begin Stored rows
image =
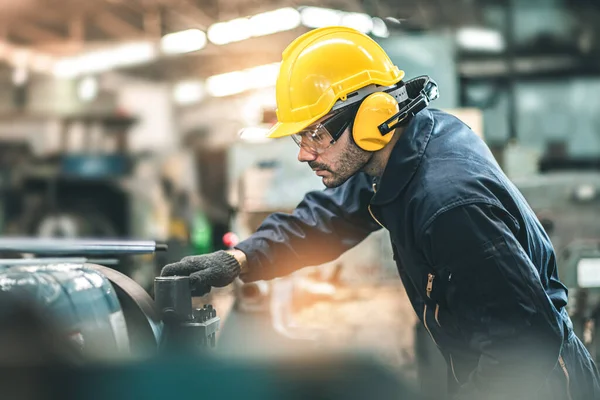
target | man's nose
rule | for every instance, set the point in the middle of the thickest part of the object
(306, 156)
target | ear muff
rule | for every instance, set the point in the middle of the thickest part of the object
(373, 111)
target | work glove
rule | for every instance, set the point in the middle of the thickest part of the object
(216, 269)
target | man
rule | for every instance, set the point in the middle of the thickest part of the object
(477, 266)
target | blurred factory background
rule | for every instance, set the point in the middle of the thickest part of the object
(145, 119)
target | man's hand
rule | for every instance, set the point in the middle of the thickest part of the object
(217, 269)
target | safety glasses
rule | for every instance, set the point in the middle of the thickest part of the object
(319, 137)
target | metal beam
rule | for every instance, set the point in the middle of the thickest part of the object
(115, 26)
(191, 14)
(33, 33)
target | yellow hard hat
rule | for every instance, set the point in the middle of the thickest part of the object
(323, 66)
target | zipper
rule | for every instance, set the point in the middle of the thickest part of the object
(373, 216)
(452, 368)
(566, 372)
(430, 278)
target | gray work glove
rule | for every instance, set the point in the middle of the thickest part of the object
(216, 269)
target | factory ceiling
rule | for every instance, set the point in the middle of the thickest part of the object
(48, 36)
(40, 32)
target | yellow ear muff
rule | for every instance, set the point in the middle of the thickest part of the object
(373, 111)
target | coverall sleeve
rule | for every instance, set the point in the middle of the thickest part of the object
(323, 226)
(495, 297)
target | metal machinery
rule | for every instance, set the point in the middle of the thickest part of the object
(567, 204)
(88, 188)
(104, 312)
(163, 341)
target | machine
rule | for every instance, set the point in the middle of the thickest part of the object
(567, 205)
(104, 313)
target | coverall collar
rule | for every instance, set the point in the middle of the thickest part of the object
(405, 158)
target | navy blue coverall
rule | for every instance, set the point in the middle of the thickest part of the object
(477, 265)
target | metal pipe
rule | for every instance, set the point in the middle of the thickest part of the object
(78, 246)
(13, 262)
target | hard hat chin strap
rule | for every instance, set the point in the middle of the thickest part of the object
(418, 92)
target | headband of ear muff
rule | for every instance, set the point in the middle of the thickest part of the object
(373, 111)
(379, 113)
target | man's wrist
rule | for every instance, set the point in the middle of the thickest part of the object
(241, 258)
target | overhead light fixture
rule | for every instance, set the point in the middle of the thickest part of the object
(240, 81)
(231, 31)
(480, 39)
(188, 92)
(317, 17)
(254, 134)
(105, 60)
(183, 41)
(267, 23)
(20, 76)
(87, 89)
(361, 22)
(262, 24)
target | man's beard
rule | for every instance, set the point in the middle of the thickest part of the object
(354, 161)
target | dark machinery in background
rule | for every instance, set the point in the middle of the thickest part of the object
(75, 192)
(107, 316)
(567, 204)
(104, 312)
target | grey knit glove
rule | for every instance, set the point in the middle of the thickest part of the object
(216, 269)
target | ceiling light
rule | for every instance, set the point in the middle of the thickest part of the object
(480, 39)
(254, 134)
(240, 81)
(317, 17)
(232, 31)
(271, 22)
(20, 76)
(183, 41)
(361, 22)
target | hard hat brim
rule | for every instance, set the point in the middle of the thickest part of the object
(283, 129)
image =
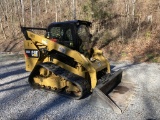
end Stored rows
Work instructions: How many lines in the data above contain the word "ceiling", counting only matches with the same capitalization? Reply with the number alone.

Finished exercise: 2